### DOCUMENT SEGMENT
§ §

Structural and Molecular Dynamics Analysis of Plant Serotonin N-Acetyltransferase Reveal an Acid/Base-Assisted Catalysis in Melatonin Biosynthesis.

Serotonin N -acetyltransferase (SNAT) is the key rate-limiting enzyme in melatonin biosynthesis. SNAT mediates dual pathways of melatonin biosynthesis in plants by using serotonin and 5-methoxytryptamine (5-MT) as substrates, and a high reaction pH and temperature are essential to its activity. However, little is known of its underlying mechanisms. Herein, we present a detailed reaction mechanism of a SNAT from Oryza sativa through combined structural and molecular dynamics (MD) analysis. We report for the first time the crystal structures of plant SNAT in the apo and binary/ternary complex forms with acetyl-CoA (AcCoA), serotonin, and 5-MT. These structures reveal that Os SNAT exhibits a unique enzymatically active dimeric fold that is not found in all the known structures of arylalkylamine N-acetyltransferase (AANAT) family. The key residues W188, D189, D226, N220, and Y233 located around the active pocket have important role in catalysis which is subsequently confirmed by site-directed mutagenesis. Combined with MD simulations, we hypothesize a novel plausible catalytic mechanism in which D226 and Y233 function as catalytic base and acid during the acetyl-transfer reaction. This work provides a molecular framework for understanding the catalytic mechanisms of plant SNAT and has implications for future protein engineering and biocatalytic applications.

§ §

### DATASET
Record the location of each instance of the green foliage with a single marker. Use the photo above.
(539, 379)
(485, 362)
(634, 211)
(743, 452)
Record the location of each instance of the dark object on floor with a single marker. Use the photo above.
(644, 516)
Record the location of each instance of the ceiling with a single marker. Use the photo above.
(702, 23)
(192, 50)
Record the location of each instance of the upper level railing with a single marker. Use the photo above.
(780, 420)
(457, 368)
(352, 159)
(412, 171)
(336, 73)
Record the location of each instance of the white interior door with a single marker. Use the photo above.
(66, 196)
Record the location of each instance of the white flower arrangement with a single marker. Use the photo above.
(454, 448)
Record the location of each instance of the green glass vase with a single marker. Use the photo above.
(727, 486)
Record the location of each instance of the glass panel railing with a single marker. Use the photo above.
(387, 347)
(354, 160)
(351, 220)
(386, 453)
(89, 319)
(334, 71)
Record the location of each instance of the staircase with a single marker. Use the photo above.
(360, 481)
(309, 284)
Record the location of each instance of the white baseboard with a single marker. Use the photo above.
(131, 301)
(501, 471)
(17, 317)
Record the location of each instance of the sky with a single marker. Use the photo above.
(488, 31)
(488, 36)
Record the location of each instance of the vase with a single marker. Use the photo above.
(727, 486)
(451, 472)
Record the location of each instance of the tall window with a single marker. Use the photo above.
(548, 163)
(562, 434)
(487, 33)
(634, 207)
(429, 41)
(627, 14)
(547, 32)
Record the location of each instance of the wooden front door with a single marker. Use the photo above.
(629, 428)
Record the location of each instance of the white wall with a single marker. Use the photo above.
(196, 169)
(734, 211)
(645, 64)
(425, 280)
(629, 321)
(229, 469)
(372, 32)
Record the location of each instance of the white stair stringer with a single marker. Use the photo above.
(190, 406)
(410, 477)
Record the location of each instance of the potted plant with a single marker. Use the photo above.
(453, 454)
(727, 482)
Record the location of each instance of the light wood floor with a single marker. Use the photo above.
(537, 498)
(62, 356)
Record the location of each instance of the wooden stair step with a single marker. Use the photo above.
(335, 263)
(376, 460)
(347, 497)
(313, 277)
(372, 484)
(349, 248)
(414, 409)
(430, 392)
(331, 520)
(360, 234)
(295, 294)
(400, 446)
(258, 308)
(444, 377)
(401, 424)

§ §

### REQUIRED ACTION
Say whether each statement agrees with the SNAT abstract, answering yes or no and quoting the deciding words. 1. The SNAT studied comes from Oryza sativa. 2. A low reaction pH is essential to SNAT activity. 3. The structures show a dimeric fold found in all known AANAT family structures. Rely on the SNAT abstract alone.

### EXERCISE RESPONSE
1. Yes: "a SNAT from Oryza sativa"
2. No: "a high reaction pH and temperature are essential to its activity"
3. No: "a unique enzymatically active dimeric fold that is not found in all the known structures of arylalkylamine N-acetyltransferase (AANAT) family"